> _What the task asks_
Say whether each statement below agrees with the napari segmentation text. Answer yes or no for each, and quote the words of the text that decide it.
(a) For each annotated ground truth label, the sparse Jaccard Index takes the minimum overlap of any segmented label.
(b) The binary Jaccard Index counts all annotated pixels as positive.
(c) Quantitative comparison results can be saved in the Highscore table.

> _Quoted passage_
If you work with one of napari's segmentation plugins that produce labels layers, you can tune their parameters and see how this influences segmentation quality.

Segmentation algorithm comparison

If you aim at comparing different segmentation algorithms, you can collect their results in label layers in the napari viewer. You can then select the segmentation result from the corresponding pulldown and save quantitative comparison results in the Highscore table.

Metrics

Currently, these metrics are implemented:

  • Jaccard Index (sparse): The Jaccard Index is a measure of overlap. It lies between 0 (no overlap) and 1 (perfect overlap). For each annotated ground truth label, the maximum overlap of any segmented label is determined. The mean overlap of all annotated labels serves as metric result.
  • Jaccard Index (binary): The annotated ground truth labels and the segmentation result are first binarized considering all annotated pixels as positive and all other labels as negative. Afterwards, the overlap between the two binary images is computed. This allows comparing binary segmentation algorithms, such as thresholding techniques.

> _Listed entries_
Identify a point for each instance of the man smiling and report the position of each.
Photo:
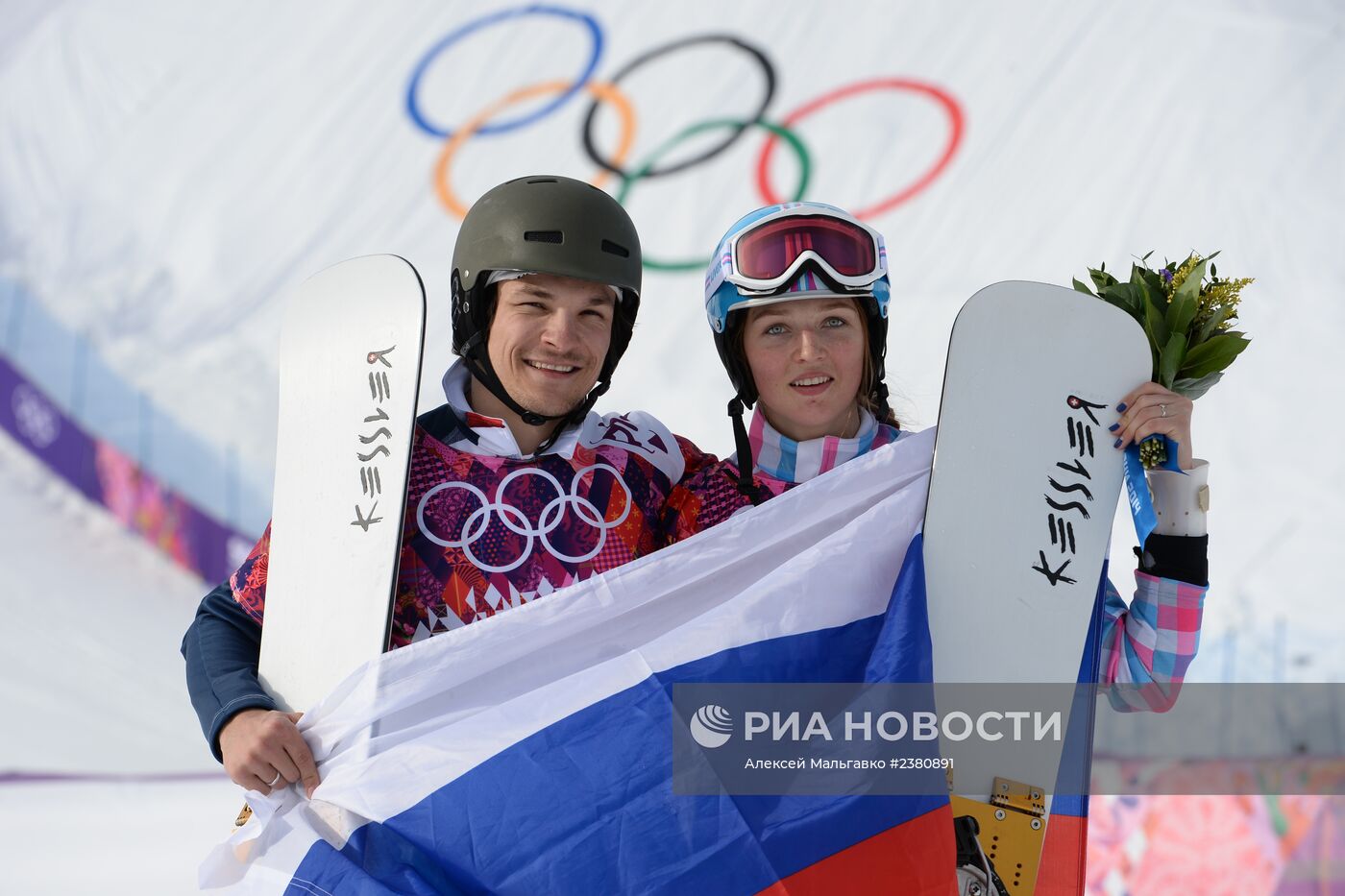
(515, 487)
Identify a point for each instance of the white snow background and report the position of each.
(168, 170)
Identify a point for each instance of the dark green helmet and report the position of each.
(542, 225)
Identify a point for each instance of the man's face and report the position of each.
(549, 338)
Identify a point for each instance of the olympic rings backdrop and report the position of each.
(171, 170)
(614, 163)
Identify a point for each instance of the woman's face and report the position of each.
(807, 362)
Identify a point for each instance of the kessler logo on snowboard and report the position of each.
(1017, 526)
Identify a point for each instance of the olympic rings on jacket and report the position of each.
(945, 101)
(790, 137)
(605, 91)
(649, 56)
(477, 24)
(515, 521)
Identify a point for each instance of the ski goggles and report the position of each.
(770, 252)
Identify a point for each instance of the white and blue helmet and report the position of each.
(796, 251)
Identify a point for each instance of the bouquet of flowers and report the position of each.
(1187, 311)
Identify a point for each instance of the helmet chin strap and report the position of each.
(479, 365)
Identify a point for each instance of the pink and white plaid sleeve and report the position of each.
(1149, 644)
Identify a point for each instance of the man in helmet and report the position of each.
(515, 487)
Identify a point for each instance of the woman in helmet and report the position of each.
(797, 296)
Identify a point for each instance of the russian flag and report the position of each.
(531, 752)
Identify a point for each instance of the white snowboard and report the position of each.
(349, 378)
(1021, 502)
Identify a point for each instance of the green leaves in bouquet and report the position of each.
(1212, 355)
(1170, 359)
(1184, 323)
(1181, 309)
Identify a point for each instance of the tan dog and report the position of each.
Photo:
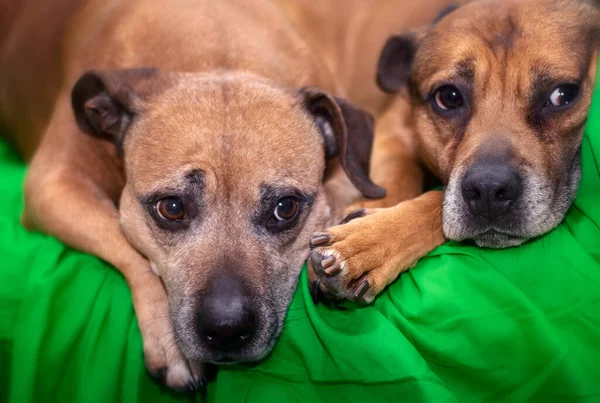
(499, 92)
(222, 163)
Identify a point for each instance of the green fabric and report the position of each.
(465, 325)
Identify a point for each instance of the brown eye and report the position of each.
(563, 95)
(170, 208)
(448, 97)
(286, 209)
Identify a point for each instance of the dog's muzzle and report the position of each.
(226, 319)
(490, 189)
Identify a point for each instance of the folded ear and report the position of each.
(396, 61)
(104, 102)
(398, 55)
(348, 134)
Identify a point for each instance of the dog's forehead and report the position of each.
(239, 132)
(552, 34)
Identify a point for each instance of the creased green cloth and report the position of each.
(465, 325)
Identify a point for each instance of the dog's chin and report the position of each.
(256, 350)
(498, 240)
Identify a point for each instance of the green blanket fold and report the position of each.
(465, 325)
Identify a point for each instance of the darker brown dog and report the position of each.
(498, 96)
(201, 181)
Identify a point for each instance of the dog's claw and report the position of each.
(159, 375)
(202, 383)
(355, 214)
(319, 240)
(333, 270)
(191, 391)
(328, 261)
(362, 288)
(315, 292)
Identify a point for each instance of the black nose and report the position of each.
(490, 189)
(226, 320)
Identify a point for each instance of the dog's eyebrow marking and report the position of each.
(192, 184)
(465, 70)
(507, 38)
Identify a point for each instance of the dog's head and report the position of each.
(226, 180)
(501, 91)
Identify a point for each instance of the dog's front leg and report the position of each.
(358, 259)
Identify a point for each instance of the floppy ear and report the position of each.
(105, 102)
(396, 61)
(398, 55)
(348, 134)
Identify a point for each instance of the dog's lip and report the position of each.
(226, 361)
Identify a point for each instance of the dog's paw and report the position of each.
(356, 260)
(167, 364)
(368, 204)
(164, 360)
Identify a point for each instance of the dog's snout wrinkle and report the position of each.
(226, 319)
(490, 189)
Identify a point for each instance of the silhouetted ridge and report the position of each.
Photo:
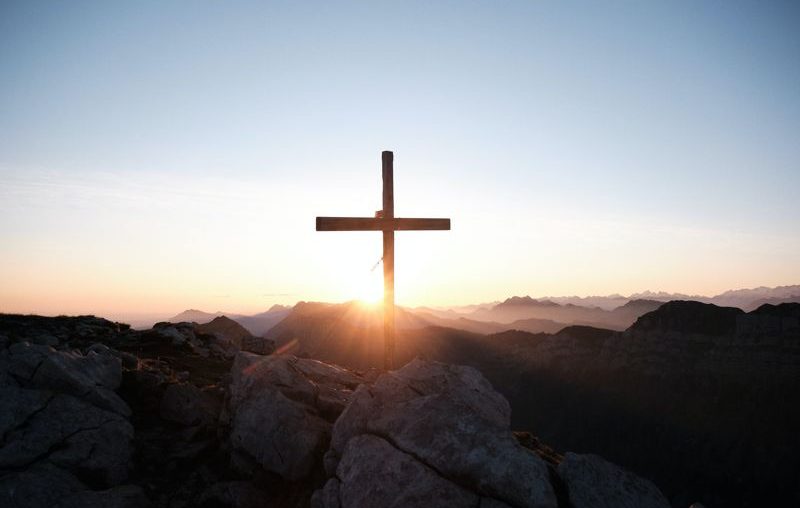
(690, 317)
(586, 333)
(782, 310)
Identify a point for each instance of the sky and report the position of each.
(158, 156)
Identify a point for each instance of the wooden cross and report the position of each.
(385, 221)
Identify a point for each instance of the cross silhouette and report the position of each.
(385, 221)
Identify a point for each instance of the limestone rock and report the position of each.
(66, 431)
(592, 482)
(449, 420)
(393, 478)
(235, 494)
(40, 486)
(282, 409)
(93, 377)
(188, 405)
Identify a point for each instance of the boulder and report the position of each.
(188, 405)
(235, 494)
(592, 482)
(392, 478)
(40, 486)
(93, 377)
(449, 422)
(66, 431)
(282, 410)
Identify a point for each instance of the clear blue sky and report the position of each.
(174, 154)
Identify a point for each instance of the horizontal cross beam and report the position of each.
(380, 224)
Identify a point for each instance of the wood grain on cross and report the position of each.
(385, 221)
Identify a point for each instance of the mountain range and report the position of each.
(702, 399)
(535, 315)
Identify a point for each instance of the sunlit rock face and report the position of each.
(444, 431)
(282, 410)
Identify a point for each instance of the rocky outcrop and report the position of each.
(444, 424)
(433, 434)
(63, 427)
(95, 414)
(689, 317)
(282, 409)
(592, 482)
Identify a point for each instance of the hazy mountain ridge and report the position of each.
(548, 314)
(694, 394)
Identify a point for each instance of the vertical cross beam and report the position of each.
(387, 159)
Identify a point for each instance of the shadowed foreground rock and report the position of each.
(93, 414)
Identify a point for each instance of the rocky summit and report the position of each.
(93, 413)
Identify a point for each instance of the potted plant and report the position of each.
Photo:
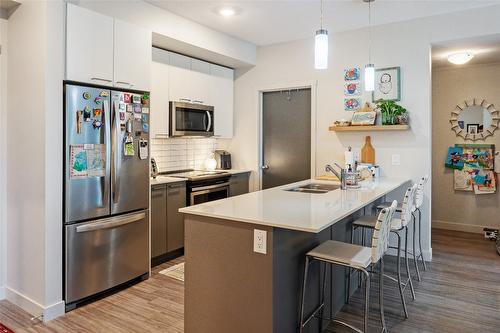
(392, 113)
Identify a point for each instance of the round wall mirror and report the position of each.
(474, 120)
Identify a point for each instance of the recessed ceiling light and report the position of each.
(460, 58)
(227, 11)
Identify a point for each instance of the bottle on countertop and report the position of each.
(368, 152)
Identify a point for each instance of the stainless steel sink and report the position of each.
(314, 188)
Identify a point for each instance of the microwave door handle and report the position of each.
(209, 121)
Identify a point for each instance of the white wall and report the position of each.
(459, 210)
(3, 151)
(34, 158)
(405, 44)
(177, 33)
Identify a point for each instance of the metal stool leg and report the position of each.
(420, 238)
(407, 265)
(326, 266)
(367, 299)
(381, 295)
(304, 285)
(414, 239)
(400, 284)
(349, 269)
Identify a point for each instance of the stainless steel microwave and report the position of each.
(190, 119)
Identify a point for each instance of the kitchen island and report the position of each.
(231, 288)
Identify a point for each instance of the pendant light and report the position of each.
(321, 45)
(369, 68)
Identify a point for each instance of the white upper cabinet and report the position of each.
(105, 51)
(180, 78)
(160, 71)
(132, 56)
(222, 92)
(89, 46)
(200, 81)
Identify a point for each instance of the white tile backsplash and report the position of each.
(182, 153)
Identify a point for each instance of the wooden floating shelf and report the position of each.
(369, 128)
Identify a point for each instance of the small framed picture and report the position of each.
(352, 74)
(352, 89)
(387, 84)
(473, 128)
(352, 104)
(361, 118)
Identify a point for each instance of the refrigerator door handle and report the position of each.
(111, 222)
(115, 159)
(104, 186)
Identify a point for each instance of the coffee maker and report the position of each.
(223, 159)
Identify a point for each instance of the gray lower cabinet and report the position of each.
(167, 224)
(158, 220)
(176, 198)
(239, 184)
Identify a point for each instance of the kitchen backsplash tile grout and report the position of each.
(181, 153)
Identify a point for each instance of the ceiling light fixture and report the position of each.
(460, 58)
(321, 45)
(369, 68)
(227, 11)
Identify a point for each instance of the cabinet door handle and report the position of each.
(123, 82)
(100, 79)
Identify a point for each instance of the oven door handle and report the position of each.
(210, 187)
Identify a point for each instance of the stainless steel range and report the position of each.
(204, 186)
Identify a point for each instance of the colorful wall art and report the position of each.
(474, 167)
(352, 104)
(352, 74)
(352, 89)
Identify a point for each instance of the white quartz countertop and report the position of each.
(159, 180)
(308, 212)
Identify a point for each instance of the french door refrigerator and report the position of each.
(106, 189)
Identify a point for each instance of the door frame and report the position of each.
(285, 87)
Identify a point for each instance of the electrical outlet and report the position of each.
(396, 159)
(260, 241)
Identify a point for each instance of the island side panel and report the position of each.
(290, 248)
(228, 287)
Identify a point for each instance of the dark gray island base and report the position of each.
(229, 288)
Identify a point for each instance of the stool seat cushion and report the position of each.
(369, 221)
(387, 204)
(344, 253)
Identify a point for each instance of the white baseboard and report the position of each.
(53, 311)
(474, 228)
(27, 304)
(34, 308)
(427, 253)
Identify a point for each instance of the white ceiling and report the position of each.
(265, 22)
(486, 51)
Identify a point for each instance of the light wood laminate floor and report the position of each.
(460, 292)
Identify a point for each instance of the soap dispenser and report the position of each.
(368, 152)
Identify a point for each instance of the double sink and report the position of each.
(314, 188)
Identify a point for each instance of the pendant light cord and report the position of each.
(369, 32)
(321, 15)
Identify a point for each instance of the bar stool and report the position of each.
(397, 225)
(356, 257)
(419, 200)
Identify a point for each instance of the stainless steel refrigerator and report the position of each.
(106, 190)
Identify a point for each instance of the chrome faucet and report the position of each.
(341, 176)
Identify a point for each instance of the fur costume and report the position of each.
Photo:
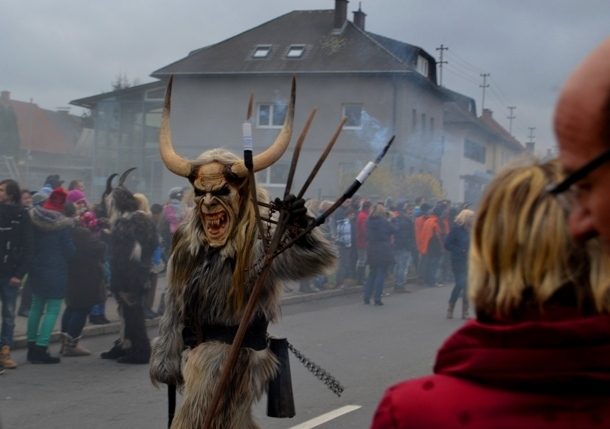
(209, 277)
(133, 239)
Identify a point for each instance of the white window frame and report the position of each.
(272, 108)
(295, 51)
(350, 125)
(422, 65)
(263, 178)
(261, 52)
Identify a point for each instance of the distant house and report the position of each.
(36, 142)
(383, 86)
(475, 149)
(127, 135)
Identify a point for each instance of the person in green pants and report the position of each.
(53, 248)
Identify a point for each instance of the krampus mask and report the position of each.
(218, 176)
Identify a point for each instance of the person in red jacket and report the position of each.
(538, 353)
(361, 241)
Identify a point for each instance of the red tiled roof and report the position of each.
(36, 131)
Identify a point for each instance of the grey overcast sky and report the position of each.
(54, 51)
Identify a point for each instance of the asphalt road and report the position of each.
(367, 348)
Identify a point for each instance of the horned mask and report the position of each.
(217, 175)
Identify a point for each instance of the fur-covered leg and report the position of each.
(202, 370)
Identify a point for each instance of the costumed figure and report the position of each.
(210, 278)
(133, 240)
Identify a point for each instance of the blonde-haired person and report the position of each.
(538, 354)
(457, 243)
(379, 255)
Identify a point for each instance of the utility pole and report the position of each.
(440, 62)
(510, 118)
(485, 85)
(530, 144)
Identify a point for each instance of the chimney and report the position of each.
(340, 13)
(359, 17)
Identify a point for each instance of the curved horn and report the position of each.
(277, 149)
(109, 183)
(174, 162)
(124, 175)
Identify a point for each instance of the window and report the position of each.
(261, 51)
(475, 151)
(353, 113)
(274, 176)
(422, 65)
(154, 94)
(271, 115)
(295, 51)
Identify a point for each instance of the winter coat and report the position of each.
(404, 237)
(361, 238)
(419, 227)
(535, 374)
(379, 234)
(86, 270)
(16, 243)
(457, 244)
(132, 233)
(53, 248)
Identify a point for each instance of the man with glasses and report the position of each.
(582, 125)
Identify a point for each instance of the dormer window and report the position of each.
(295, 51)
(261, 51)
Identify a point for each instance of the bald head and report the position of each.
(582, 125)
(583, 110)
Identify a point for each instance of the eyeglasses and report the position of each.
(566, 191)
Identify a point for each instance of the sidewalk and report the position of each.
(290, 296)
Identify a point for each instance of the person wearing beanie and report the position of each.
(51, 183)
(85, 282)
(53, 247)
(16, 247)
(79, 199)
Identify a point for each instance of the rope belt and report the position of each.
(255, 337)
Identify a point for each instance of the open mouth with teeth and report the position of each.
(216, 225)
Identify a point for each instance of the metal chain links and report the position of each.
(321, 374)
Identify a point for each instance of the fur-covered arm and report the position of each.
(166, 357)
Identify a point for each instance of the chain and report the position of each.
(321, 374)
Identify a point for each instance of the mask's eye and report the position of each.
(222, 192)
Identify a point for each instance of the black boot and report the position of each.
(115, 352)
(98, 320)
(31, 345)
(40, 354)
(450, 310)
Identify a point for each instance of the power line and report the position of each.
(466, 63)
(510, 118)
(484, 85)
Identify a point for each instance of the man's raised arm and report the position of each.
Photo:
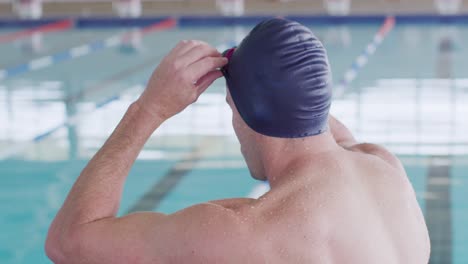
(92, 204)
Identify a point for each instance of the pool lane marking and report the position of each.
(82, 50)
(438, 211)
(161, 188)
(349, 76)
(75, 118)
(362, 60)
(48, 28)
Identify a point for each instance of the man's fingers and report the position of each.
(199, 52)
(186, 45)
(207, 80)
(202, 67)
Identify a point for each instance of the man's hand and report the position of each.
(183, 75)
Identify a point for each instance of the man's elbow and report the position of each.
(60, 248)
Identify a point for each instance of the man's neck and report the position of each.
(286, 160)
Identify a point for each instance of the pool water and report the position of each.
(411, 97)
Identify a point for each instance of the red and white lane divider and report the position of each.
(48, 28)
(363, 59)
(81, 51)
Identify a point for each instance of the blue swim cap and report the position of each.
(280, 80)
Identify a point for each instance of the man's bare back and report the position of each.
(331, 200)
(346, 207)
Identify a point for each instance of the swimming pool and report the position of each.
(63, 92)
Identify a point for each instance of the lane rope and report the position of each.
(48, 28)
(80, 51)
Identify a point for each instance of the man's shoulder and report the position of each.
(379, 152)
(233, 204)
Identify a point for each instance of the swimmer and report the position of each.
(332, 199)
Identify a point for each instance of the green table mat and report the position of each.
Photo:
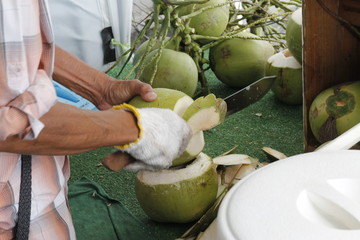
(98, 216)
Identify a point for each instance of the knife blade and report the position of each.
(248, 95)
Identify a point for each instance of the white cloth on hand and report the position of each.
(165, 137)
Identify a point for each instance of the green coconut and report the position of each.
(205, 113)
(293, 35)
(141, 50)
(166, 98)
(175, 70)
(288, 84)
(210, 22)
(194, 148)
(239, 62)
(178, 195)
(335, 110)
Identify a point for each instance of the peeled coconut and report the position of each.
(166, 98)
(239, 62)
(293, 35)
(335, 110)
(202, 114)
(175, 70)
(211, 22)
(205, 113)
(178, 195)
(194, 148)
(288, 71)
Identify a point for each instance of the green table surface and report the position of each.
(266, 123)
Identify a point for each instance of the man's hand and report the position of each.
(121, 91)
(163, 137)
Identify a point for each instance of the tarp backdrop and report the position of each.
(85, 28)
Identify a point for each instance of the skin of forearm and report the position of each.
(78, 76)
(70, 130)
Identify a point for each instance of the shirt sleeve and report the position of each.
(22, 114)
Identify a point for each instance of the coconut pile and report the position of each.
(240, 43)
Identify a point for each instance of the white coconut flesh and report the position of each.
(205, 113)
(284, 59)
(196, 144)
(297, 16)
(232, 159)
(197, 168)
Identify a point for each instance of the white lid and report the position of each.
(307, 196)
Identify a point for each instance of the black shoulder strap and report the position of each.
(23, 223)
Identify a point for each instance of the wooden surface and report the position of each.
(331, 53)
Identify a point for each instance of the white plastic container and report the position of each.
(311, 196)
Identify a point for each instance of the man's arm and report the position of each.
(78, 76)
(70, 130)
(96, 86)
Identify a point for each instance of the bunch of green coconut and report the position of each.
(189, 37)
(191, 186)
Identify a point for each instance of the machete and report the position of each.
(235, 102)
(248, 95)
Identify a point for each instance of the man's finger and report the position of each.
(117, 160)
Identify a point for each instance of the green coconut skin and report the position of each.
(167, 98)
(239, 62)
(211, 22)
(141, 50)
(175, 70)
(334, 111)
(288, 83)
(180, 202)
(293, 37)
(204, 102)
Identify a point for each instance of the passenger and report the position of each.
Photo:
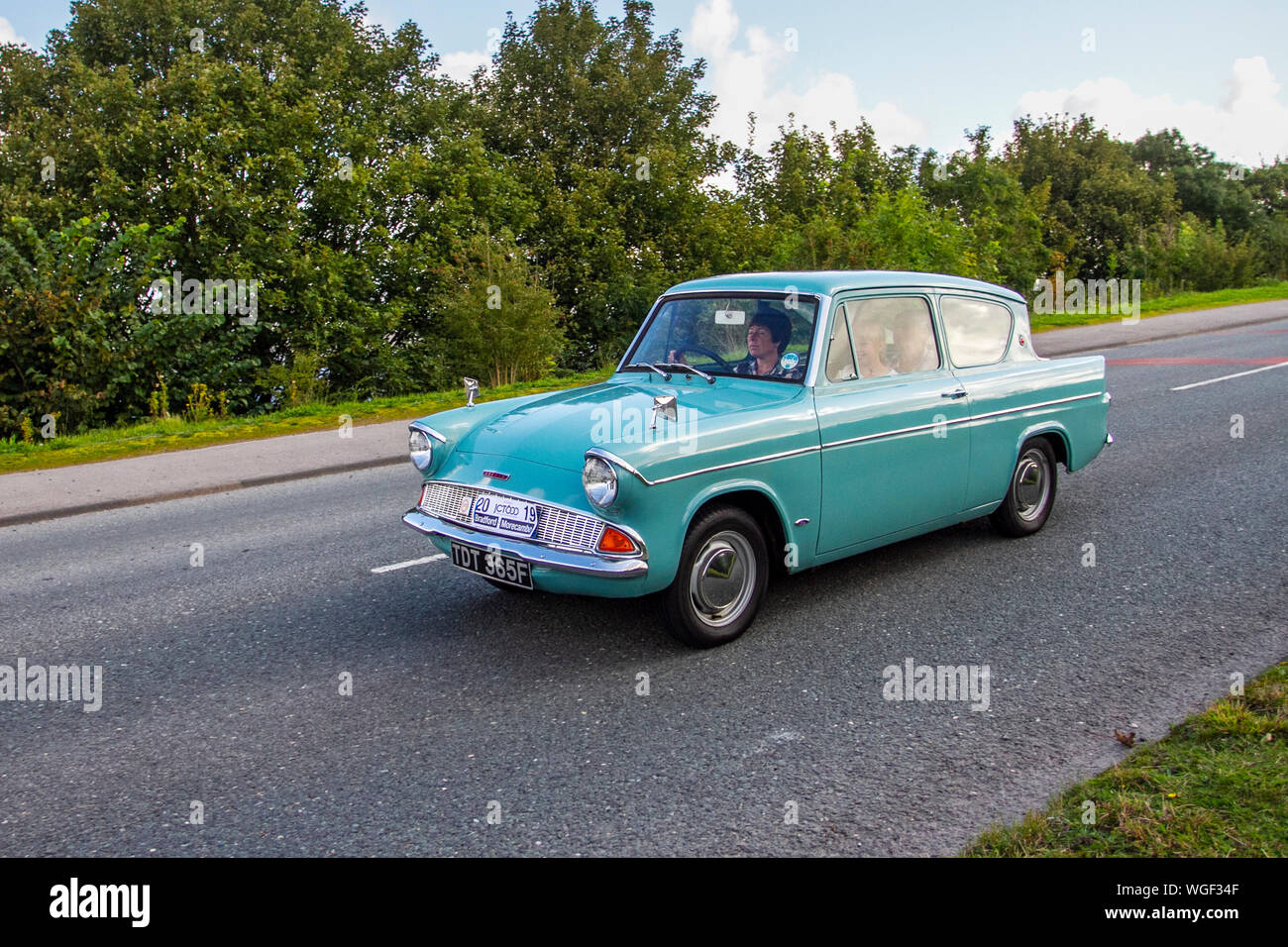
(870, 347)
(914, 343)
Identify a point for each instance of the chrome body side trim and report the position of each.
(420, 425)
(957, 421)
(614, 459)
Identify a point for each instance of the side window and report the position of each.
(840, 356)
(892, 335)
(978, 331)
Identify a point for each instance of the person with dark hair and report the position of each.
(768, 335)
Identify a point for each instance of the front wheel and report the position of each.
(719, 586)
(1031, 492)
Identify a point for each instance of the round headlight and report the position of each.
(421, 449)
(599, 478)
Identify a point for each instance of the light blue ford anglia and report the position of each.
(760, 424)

> _Exercise solution_
(a) No: "For each annotated ground truth label, the maximum overlap of any segmented label is determined."
(b) Yes: "considering all annotated pixels as positive and all other labels as negative"
(c) Yes: "save quantitative comparison results in the Highscore table"